• _Entries shown_
==*==

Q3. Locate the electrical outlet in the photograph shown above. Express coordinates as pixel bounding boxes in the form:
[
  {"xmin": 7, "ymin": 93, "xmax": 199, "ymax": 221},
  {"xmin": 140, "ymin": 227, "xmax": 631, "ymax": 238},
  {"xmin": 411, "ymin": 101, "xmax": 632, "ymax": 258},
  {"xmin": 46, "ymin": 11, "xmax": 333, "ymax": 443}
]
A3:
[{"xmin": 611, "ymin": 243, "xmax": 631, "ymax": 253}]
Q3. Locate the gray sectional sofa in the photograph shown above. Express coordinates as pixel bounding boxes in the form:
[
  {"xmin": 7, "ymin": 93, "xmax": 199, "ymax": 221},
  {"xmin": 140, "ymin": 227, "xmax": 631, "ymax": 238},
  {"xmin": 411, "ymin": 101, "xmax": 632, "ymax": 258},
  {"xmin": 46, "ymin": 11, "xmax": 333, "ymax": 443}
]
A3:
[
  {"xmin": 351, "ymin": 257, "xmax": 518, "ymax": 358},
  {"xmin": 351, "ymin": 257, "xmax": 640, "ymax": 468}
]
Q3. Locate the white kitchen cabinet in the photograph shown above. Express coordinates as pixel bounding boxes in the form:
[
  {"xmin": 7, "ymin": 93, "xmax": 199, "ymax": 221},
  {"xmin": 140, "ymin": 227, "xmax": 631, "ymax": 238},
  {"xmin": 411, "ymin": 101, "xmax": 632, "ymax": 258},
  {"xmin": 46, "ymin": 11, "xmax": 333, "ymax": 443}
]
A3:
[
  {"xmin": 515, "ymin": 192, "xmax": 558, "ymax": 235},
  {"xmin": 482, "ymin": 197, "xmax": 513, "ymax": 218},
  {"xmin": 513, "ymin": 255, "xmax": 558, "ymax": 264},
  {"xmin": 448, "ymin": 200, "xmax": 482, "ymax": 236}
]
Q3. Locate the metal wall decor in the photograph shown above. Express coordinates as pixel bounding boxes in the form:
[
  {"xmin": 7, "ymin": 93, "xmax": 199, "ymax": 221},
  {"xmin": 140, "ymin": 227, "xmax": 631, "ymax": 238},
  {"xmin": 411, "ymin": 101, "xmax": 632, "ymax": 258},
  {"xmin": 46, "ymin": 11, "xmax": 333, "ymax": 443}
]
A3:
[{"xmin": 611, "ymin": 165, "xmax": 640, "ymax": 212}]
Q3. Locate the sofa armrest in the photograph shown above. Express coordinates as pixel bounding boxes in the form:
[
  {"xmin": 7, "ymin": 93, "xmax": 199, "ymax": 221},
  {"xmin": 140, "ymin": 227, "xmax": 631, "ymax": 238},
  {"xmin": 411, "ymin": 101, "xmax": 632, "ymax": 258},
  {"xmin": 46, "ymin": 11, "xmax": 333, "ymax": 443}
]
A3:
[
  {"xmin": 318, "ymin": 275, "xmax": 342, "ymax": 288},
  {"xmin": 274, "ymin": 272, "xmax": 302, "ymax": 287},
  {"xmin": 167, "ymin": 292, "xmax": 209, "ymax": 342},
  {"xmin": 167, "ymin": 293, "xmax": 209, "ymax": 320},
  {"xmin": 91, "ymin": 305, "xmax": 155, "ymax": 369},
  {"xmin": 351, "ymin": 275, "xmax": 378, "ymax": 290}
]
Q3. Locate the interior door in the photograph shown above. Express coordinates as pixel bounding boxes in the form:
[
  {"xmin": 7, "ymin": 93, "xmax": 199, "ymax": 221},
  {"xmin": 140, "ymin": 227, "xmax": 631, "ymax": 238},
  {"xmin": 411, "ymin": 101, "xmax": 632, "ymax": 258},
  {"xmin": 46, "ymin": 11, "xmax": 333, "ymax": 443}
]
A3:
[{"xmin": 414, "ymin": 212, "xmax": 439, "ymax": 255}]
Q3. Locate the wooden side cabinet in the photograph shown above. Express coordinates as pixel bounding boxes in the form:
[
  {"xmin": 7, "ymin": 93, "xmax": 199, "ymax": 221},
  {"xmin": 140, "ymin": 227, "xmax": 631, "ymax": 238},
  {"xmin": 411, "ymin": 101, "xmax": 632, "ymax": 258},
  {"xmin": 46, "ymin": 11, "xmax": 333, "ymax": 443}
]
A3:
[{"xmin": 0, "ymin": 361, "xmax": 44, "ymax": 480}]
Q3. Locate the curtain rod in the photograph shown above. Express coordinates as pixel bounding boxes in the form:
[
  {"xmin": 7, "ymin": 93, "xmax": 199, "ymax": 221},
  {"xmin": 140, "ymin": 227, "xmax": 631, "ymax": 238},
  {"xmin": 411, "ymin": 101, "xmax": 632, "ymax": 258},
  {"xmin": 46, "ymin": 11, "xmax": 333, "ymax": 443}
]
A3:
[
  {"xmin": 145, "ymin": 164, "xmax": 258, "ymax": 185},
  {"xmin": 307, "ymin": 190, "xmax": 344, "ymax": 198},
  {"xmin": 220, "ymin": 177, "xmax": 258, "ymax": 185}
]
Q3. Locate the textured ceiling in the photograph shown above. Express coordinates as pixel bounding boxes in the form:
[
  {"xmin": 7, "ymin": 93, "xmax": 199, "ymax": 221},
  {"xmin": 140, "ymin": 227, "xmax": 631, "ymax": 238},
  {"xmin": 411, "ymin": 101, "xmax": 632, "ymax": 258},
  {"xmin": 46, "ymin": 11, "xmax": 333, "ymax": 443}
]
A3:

==*==

• _Given exercise_
Format every line of the material above as a numbered list, omitting any blank lines.

• _Solution to this task_
1. Q3. Locate the electrical outlet in the photograph shown above. Express coordinates as pixel bounding boxes in the form:
2. [
3.   {"xmin": 7, "ymin": 93, "xmax": 199, "ymax": 221},
4.   {"xmin": 140, "ymin": 227, "xmax": 631, "ymax": 238},
5.   {"xmin": 411, "ymin": 101, "xmax": 632, "ymax": 258},
6.   {"xmin": 46, "ymin": 11, "xmax": 333, "ymax": 443}
7. ]
8. A3:
9. [{"xmin": 611, "ymin": 243, "xmax": 631, "ymax": 253}]
10. Q3. Locate the gray sectional sofa in the photograph shown above. Express coordinates as pixel bounding boxes in the form:
11. [
12.   {"xmin": 7, "ymin": 93, "xmax": 199, "ymax": 221},
13.   {"xmin": 140, "ymin": 227, "xmax": 631, "ymax": 238},
14.   {"xmin": 411, "ymin": 101, "xmax": 632, "ymax": 258},
15.   {"xmin": 46, "ymin": 11, "xmax": 333, "ymax": 443}
16. ]
17. A3:
18. [
19.   {"xmin": 351, "ymin": 257, "xmax": 518, "ymax": 358},
20.   {"xmin": 351, "ymin": 257, "xmax": 640, "ymax": 468}
21. ]
22. Q3. Locate the white kitchen cabinet in the photograph shown above. Express coordinates as pixel bounding boxes in the form:
23. [
24.   {"xmin": 7, "ymin": 93, "xmax": 199, "ymax": 221},
25.   {"xmin": 140, "ymin": 227, "xmax": 631, "ymax": 238},
26.   {"xmin": 411, "ymin": 101, "xmax": 632, "ymax": 258},
27.   {"xmin": 46, "ymin": 11, "xmax": 333, "ymax": 443}
28. ]
29. A3:
30. [
31.   {"xmin": 515, "ymin": 192, "xmax": 558, "ymax": 235},
32.   {"xmin": 482, "ymin": 197, "xmax": 513, "ymax": 218},
33.   {"xmin": 513, "ymin": 255, "xmax": 558, "ymax": 264},
34.   {"xmin": 448, "ymin": 200, "xmax": 482, "ymax": 236}
35. ]
36. Q3. Locate the metal wall decor in the photograph shown above. Express coordinates as pixel bounding boxes in the form:
37. [
38.   {"xmin": 7, "ymin": 93, "xmax": 199, "ymax": 221},
39.   {"xmin": 140, "ymin": 227, "xmax": 631, "ymax": 238},
40.   {"xmin": 411, "ymin": 101, "xmax": 632, "ymax": 258},
41.   {"xmin": 46, "ymin": 11, "xmax": 333, "ymax": 443}
42. ]
43. A3:
44. [{"xmin": 611, "ymin": 165, "xmax": 640, "ymax": 212}]
45. Q3. Locate the sofa armrest in the photograph shown above. Express coordinates as pixel bounding boxes in the form:
46. [
47.   {"xmin": 7, "ymin": 93, "xmax": 199, "ymax": 221},
48.   {"xmin": 140, "ymin": 227, "xmax": 631, "ymax": 238},
49.   {"xmin": 411, "ymin": 101, "xmax": 632, "ymax": 258},
50.   {"xmin": 46, "ymin": 11, "xmax": 333, "ymax": 443}
51. ]
52. A3:
53. [
54.   {"xmin": 318, "ymin": 275, "xmax": 342, "ymax": 288},
55.   {"xmin": 274, "ymin": 272, "xmax": 302, "ymax": 287},
56.   {"xmin": 167, "ymin": 292, "xmax": 209, "ymax": 342},
57.   {"xmin": 167, "ymin": 293, "xmax": 209, "ymax": 320},
58.   {"xmin": 91, "ymin": 305, "xmax": 155, "ymax": 369},
59.   {"xmin": 351, "ymin": 275, "xmax": 378, "ymax": 290}
60. ]
61. Q3. Locate the interior door in the photograph shown above. Express coordinates as pixel bounding boxes in the form:
62. [
63.   {"xmin": 7, "ymin": 93, "xmax": 199, "ymax": 221},
64.   {"xmin": 140, "ymin": 227, "xmax": 631, "ymax": 238},
65.   {"xmin": 411, "ymin": 101, "xmax": 632, "ymax": 258},
66.   {"xmin": 46, "ymin": 11, "xmax": 333, "ymax": 443}
67. ]
68. A3:
69. [{"xmin": 414, "ymin": 212, "xmax": 439, "ymax": 255}]
70. Q3. Locate the wooden side cabinet in the photograph shown above. Express coordinates as pixel bounding boxes in the form:
71. [
72.   {"xmin": 7, "ymin": 93, "xmax": 199, "ymax": 221},
73.   {"xmin": 140, "ymin": 227, "xmax": 631, "ymax": 238},
74.   {"xmin": 411, "ymin": 101, "xmax": 632, "ymax": 258},
75.   {"xmin": 46, "ymin": 11, "xmax": 333, "ymax": 443}
76. ]
77. A3:
78. [{"xmin": 0, "ymin": 361, "xmax": 44, "ymax": 480}]
79. Q3. Locate the curtain rod in the photograph shown above. Express coordinates as pixel bounding boxes in the form:
80. [
81.   {"xmin": 7, "ymin": 93, "xmax": 199, "ymax": 221},
82.   {"xmin": 140, "ymin": 227, "xmax": 631, "ymax": 238},
83.   {"xmin": 411, "ymin": 101, "xmax": 632, "ymax": 258},
84.   {"xmin": 46, "ymin": 11, "xmax": 333, "ymax": 443}
85. ]
86. A3:
87. [
88.   {"xmin": 145, "ymin": 164, "xmax": 258, "ymax": 185},
89.   {"xmin": 307, "ymin": 190, "xmax": 344, "ymax": 198},
90.   {"xmin": 220, "ymin": 177, "xmax": 258, "ymax": 185}
91. ]
92. Q3. Locate the textured ceiling in the photograph shown above. Express coordinates as pixel bounding boxes in the form:
93. [
94.   {"xmin": 7, "ymin": 93, "xmax": 199, "ymax": 221},
95.   {"xmin": 140, "ymin": 227, "xmax": 631, "ymax": 238},
96.   {"xmin": 411, "ymin": 101, "xmax": 632, "ymax": 258},
97.   {"xmin": 46, "ymin": 11, "xmax": 333, "ymax": 443}
98. ]
99. A3:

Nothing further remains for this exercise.